# Goal of the exercise
Retype every one of the following records exactly, character for character, but leave out the pictures.

— begin Supplied entries —

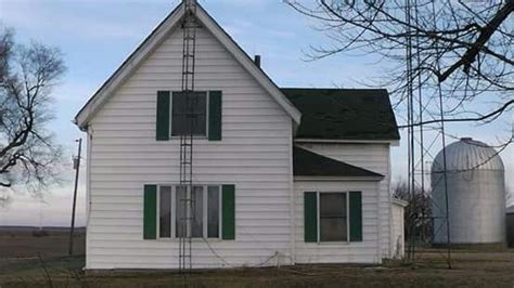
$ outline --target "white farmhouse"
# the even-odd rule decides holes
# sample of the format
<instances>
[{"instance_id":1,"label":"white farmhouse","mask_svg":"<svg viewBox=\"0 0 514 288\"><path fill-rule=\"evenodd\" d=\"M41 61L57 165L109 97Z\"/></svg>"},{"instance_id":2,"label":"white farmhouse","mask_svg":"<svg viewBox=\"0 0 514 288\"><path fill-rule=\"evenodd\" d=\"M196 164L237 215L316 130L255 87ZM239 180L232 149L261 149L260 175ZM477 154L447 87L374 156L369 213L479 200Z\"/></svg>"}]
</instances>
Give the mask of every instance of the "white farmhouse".
<instances>
[{"instance_id":1,"label":"white farmhouse","mask_svg":"<svg viewBox=\"0 0 514 288\"><path fill-rule=\"evenodd\" d=\"M88 135L88 270L179 265L182 5L76 116ZM279 88L203 8L196 17L193 269L402 254L387 91Z\"/></svg>"}]
</instances>

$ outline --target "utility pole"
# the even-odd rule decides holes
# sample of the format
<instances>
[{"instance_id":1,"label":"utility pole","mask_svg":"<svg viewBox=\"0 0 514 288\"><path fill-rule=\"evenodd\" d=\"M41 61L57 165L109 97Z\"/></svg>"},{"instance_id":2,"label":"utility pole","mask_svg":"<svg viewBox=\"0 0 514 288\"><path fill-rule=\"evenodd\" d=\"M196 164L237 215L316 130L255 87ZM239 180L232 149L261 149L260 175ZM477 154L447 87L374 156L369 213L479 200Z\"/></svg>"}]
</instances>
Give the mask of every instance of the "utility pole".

— end Supplied entries —

# Answer to the exercise
$ outline --target "white farmhouse"
# the even-odd rule decides holes
# sample of the format
<instances>
[{"instance_id":1,"label":"white farmhouse","mask_svg":"<svg viewBox=\"0 0 514 288\"><path fill-rule=\"evenodd\" d=\"M41 61L57 165L109 97Z\"/></svg>"},{"instance_id":2,"label":"white farmhouse","mask_svg":"<svg viewBox=\"0 0 514 288\"><path fill-rule=\"evenodd\" d=\"M196 164L237 215L316 130L255 87ZM239 180L232 149L261 149L260 175ZM477 154L447 87L374 156L369 213L479 200Z\"/></svg>"}]
</instances>
Give the mask of every instance of the "white farmhouse".
<instances>
[{"instance_id":1,"label":"white farmhouse","mask_svg":"<svg viewBox=\"0 0 514 288\"><path fill-rule=\"evenodd\" d=\"M88 135L88 270L179 265L182 5L76 116ZM279 88L203 8L196 17L193 269L402 254L387 91Z\"/></svg>"}]
</instances>

$ outline --target "utility pole"
# the even-odd rule decides holes
# sample of the format
<instances>
[{"instance_id":1,"label":"utility pole","mask_svg":"<svg viewBox=\"0 0 514 288\"><path fill-rule=\"evenodd\" d=\"M41 61L57 165L109 97Z\"/></svg>"},{"instance_id":2,"label":"utility pole","mask_svg":"<svg viewBox=\"0 0 514 288\"><path fill-rule=\"evenodd\" d=\"M196 164L237 215L316 130L255 87ZM239 180L232 149L261 149L260 175ZM477 154L447 87L374 156L369 213L479 200Z\"/></svg>"}]
</instances>
Give the mask of every instance of the "utility pole".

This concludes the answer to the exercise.